Article:

Anyway, I have come to think you actually use less shampoo if you don't dilute...it's harder to control something that liquidy...exception is plum silky which if you use full strength you will be rinsing for ever to get the suds out. JMO....ha ha ha.


----------



## SMARTY

I didn't dilute the samples, re read instructions, to make sure. On any products that I do dilute I do it when ready to use. I have a couple of clear plastic, pointed top Clairol bottle that I mix in, the point lets me get the shampoo and conditioner to their hair roots and skin.


----------



## SMARTY

I also emailed IOD and this is the reply...

The coature line can be diluted 10:1. The natural line can be diluted 5:1

They are made that they can be used straight also.


----------



## Missy

For today's Bath Extavaganza at Jasper and Cash's we used the no.12 shampoo and the Natural Luxury Gloss Masque. Ease of comb out was the same, and Jasper looks the same... but Cash does not have that Glow about him he had using both the Natural Luxury Shampoo and Masque. I will see how they do through the week. After a week last time the boys (especially Jasper) started itching again...so maybe the 12 will help with that. :kev: _But of course my boys would need two different product lines!!!_


----------



## SMARTY

Missy, thank you for starting this thread and Renee for clueing us in on the samples.

Galen is a scratcher, not sure she has anything going on her skin looks very healthy, but she has been much better this week with the N-12 and the N 51 conditioner. Both girls look and smell great, this may have been my easiest week of brushing in a long time. Tomorrow will be their seventh day, but I’m not bathing again until they need it. IOD will be well worth the price if I get to give less baths and blowouts. I’ll do the Gloss and Masque next time.

P.S. DH noticed how good Galen smelled and felt. That is a first.


----------



## SMARTY

My verdict is in, with the N12 wash and the N51 rinse my girls looked and smelled clean for 13 days. They may have gone longer but Galen rolled in something sticky.

3 days into the Gloss and Masque, nothing special. The comb out with the Masque was extremely easy though, maybe better than the 51. but for now my money would be on the 12 and 51.


----------



## susieg

I agree with Sandi. The 12/51 combo kept Lola smelling fresh, looking clean and easy to brush for over a week. I used the gloss/masque 3 days ago and she already looks & feels like she needs another bath. Her coat was much shinier and brighter with the 12/51.

Only prob is that Lola seemed to be itchier after the 12/51 bath than the gloss/masque bath. She always seems to be a little itchy a few days after a bath, I'm thinking she has dry/sensitive skin and the 12/51 must be harsher than the all natural gloss/masque.


----------



## Evye's Mom

Good to hear many are pleased with the 12/51 since I just purchased 1 L of both. I bought the #63 grooming spray too and not so sure !! Seems to make Bentley sneeze and I'm not really liking the looks of Evye's already coarse coat. I sure hope they have a good return policy but still want to give it a little more time.


----------



## TheVintageVamp

I really like the samples I received. Just not sure which ones I will end up ordering yet.


----------



## SMARTY

Sharlene, I can not use any of the sprays on Smarty her coat goes limp and seems to get dirty faster. I’ve never tried any on of them on Galen.

I’ll get to try both samples again as my neighbor got them too and she said they would not do the head of her 100 lb long haired mutt.

This week I’m using my CC and see how they compare.

Records from a data collection
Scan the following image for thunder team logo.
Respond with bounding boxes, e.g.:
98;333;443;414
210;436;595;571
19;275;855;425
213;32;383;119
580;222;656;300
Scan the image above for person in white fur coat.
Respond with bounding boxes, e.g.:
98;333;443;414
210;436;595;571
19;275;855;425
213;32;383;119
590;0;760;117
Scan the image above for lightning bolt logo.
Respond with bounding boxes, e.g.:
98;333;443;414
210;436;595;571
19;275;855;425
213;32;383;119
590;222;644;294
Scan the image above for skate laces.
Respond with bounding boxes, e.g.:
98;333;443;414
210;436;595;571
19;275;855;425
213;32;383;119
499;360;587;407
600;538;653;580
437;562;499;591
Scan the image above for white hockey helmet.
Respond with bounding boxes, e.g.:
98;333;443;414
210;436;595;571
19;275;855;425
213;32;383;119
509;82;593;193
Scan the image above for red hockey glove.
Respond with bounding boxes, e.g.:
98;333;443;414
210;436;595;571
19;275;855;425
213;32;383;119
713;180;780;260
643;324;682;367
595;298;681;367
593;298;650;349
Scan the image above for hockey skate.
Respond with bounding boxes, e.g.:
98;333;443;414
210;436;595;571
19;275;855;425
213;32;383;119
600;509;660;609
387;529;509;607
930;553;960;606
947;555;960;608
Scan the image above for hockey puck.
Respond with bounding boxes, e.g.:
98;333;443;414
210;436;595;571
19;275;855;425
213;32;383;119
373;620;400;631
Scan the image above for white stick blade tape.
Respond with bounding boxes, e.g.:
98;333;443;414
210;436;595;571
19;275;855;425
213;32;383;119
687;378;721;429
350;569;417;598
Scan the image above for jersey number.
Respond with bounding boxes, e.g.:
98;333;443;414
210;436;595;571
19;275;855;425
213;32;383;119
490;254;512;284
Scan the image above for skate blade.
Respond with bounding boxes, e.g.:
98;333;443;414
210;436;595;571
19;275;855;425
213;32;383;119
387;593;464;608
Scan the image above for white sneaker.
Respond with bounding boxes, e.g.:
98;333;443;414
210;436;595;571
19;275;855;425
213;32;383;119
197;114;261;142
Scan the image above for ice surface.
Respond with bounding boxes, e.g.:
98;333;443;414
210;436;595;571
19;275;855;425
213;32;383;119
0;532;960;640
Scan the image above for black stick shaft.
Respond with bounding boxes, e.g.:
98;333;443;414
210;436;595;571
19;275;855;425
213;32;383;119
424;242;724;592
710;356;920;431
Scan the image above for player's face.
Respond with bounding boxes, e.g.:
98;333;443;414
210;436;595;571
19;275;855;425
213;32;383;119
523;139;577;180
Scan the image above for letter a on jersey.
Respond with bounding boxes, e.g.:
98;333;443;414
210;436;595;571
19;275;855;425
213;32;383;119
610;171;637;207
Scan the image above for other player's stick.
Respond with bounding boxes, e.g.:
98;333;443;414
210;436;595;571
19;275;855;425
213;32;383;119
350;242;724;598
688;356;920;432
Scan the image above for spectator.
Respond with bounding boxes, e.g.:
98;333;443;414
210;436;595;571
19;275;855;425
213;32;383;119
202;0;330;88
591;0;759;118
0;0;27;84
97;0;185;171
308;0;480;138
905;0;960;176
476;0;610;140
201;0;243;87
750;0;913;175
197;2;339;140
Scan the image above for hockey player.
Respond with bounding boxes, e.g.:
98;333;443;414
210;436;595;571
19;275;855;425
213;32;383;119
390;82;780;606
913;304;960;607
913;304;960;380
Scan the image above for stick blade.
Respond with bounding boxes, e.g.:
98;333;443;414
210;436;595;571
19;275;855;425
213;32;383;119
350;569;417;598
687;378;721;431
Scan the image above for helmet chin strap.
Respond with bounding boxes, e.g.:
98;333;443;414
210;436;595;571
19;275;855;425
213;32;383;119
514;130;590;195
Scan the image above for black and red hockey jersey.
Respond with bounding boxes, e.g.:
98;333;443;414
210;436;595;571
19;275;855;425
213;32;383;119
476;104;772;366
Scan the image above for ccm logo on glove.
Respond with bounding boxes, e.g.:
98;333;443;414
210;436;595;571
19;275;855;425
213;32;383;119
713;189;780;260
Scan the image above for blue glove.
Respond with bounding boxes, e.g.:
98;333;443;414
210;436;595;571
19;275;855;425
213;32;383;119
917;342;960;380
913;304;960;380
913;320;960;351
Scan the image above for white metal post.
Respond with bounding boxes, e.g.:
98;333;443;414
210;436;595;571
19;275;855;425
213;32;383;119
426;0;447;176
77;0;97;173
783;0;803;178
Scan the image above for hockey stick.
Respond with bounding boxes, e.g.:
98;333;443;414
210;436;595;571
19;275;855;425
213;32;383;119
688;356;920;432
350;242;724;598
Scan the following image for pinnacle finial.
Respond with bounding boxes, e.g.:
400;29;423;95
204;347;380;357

Your task: Repeat the passage of the shampoo thread from "Sharlene, I can" up to and including "how they compare." word for word.

Result below:
Sharlene, I can not use any of the sprays on Smarty her coat goes limp and seems to get dirty faster. I’ve never tried any on of them on Galen.

I’ll get to try both samples again as my neighbor got them too and she said they would not do the head of her 100 lb long haired mutt.

This week I’m using my CC and see how they compare.